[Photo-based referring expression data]
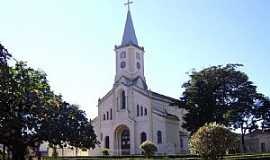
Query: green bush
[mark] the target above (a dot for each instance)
(105, 151)
(148, 148)
(212, 141)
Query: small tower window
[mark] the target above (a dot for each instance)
(138, 110)
(123, 64)
(145, 111)
(138, 65)
(159, 137)
(101, 136)
(143, 137)
(138, 55)
(107, 142)
(123, 54)
(123, 100)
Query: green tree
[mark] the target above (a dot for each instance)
(212, 141)
(31, 113)
(224, 95)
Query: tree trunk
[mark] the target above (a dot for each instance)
(4, 152)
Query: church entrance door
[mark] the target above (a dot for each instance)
(123, 140)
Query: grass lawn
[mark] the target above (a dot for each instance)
(265, 156)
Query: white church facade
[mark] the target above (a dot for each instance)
(130, 113)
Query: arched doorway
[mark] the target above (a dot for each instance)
(122, 135)
(125, 142)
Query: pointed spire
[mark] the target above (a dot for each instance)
(129, 36)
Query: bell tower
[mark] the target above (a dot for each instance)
(129, 55)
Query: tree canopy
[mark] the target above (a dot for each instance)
(31, 113)
(225, 95)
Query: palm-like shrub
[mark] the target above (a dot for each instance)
(212, 141)
(148, 148)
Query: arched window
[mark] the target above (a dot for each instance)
(107, 142)
(123, 100)
(159, 137)
(101, 136)
(111, 114)
(145, 111)
(143, 137)
(138, 110)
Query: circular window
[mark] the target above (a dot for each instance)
(138, 65)
(123, 64)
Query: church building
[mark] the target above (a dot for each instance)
(130, 113)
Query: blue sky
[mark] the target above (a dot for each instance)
(73, 41)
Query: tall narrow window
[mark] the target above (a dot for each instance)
(110, 114)
(138, 110)
(143, 137)
(123, 104)
(145, 111)
(181, 142)
(159, 137)
(123, 54)
(107, 142)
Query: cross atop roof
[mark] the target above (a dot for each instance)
(128, 4)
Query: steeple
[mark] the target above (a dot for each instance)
(129, 36)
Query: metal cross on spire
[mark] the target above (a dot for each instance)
(128, 4)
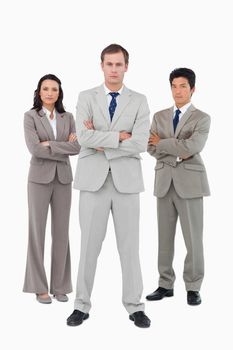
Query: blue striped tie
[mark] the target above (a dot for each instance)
(176, 119)
(113, 104)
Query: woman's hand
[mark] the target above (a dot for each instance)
(45, 143)
(89, 124)
(72, 137)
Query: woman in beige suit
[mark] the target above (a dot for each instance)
(50, 137)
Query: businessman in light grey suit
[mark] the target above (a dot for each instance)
(112, 129)
(178, 135)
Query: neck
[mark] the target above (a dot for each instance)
(182, 104)
(50, 108)
(114, 87)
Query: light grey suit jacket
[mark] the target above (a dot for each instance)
(189, 177)
(131, 115)
(45, 160)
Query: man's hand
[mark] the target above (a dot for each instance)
(72, 137)
(123, 135)
(45, 143)
(154, 139)
(89, 124)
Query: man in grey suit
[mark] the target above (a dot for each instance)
(113, 129)
(178, 135)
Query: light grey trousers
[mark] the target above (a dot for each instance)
(94, 210)
(190, 212)
(40, 196)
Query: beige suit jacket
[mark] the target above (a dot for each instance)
(46, 160)
(131, 115)
(189, 177)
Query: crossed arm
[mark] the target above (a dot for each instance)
(53, 150)
(171, 148)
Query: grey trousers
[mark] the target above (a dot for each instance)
(40, 196)
(190, 212)
(94, 212)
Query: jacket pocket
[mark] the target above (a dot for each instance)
(159, 166)
(36, 161)
(195, 167)
(86, 152)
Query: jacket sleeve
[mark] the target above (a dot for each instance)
(153, 150)
(139, 139)
(185, 148)
(66, 147)
(33, 142)
(92, 138)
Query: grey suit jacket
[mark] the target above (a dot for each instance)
(131, 115)
(46, 160)
(189, 176)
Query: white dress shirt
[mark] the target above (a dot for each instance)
(109, 97)
(182, 109)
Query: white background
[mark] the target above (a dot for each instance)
(65, 38)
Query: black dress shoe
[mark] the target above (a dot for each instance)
(76, 318)
(160, 293)
(193, 298)
(140, 319)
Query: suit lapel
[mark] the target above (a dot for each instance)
(122, 102)
(60, 125)
(102, 102)
(170, 113)
(46, 124)
(184, 119)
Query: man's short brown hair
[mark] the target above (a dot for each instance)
(114, 48)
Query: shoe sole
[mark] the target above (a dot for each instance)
(142, 326)
(77, 324)
(61, 301)
(194, 304)
(167, 295)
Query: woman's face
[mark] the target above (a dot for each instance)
(49, 92)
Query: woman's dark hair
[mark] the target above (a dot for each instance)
(37, 103)
(184, 73)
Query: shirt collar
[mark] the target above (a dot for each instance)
(182, 109)
(47, 112)
(107, 91)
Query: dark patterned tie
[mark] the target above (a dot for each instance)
(113, 104)
(176, 119)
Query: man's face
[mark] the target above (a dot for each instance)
(181, 91)
(114, 68)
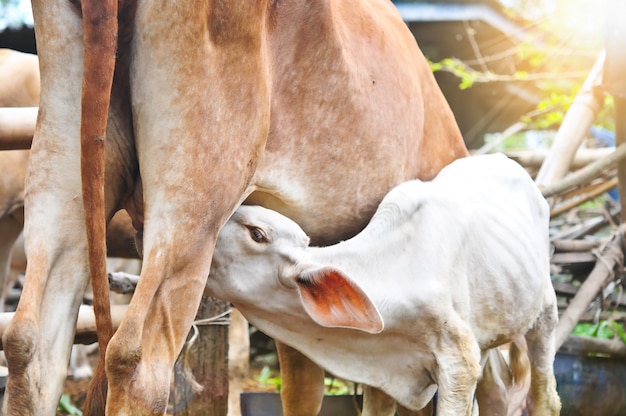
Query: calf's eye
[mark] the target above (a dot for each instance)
(257, 234)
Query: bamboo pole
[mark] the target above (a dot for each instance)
(575, 126)
(17, 126)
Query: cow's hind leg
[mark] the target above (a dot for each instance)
(543, 399)
(37, 343)
(197, 150)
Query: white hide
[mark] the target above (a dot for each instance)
(454, 267)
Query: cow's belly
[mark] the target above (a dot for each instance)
(400, 365)
(331, 207)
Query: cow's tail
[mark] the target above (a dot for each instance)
(100, 42)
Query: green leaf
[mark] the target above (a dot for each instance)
(66, 405)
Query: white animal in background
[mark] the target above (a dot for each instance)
(445, 271)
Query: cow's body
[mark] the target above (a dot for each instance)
(444, 272)
(354, 111)
(19, 87)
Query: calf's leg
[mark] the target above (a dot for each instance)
(543, 398)
(377, 403)
(302, 383)
(458, 371)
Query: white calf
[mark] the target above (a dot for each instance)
(445, 271)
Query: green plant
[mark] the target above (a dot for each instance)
(66, 407)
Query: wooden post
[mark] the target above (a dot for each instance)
(207, 358)
(575, 126)
(17, 126)
(614, 81)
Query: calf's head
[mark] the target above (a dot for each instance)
(261, 262)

## Your goal
Copy each line of the records containing the string "suit".

## Exercise result
Query: woman in beige suit
Query: businessman in light grey suit
Query: light grey suit jacket
Query: man in grey suit
Query: beige suit jacket
Query: grey suit jacket
Query: suit lapel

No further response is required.